• **Data for review**:
+-------+

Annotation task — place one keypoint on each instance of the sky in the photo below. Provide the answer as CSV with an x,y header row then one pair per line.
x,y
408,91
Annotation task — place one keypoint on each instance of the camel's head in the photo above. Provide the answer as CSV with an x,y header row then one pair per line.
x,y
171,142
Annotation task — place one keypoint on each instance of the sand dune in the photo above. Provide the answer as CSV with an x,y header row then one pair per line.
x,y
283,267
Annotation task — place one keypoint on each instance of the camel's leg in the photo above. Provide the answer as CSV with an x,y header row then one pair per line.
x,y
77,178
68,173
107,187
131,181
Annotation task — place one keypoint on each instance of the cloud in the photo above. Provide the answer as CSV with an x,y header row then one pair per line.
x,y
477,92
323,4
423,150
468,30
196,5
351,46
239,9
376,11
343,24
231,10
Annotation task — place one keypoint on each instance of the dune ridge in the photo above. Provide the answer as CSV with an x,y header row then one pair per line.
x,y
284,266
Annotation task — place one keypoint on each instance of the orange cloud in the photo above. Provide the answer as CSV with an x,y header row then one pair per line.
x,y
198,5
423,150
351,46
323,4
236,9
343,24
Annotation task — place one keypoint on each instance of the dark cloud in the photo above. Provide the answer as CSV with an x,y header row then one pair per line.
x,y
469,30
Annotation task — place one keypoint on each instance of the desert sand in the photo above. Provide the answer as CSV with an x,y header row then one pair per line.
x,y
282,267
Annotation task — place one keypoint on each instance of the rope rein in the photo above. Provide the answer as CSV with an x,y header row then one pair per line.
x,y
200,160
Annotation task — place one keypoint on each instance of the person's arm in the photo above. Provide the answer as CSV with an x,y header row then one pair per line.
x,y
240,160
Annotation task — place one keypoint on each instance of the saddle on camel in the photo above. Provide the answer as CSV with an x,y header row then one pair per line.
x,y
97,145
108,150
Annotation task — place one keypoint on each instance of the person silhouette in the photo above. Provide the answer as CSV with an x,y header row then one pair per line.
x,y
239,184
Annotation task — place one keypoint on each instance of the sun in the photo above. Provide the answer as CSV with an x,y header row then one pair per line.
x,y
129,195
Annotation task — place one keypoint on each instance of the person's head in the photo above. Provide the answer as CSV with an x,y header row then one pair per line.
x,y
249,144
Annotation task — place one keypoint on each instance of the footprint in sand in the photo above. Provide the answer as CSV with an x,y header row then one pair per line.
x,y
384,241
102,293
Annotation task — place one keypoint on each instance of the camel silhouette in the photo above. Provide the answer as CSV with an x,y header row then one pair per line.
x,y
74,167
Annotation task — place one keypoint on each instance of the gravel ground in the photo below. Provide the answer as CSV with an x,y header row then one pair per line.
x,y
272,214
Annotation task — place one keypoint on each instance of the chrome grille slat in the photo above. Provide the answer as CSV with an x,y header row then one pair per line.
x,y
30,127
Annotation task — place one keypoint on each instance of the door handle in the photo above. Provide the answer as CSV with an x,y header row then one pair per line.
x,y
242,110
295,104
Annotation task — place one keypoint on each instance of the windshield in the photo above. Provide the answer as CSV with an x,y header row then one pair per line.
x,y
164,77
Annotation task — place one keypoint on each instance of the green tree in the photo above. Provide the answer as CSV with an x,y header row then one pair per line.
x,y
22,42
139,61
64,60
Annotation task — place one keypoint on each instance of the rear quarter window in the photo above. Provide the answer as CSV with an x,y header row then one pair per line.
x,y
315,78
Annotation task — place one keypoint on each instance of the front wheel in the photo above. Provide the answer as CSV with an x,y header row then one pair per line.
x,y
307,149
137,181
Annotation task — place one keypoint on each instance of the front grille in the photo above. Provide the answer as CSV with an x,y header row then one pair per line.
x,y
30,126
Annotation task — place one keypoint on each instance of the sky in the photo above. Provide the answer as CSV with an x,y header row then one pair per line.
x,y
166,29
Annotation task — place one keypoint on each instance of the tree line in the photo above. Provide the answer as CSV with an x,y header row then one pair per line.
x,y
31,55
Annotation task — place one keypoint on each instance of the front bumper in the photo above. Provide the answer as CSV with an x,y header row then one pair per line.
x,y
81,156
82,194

+-------+

• **Activity**: When you reach the line containing "the front bumper" in the data above, retype it and each line after it through the final one, exactly as written.

• **Solution to this exercise**:
Annotation task — place one keypoint on each instance of the front bumper in the photo above. Provide the answer as CSV with an x,y header row then one pair per line.
x,y
81,156
82,194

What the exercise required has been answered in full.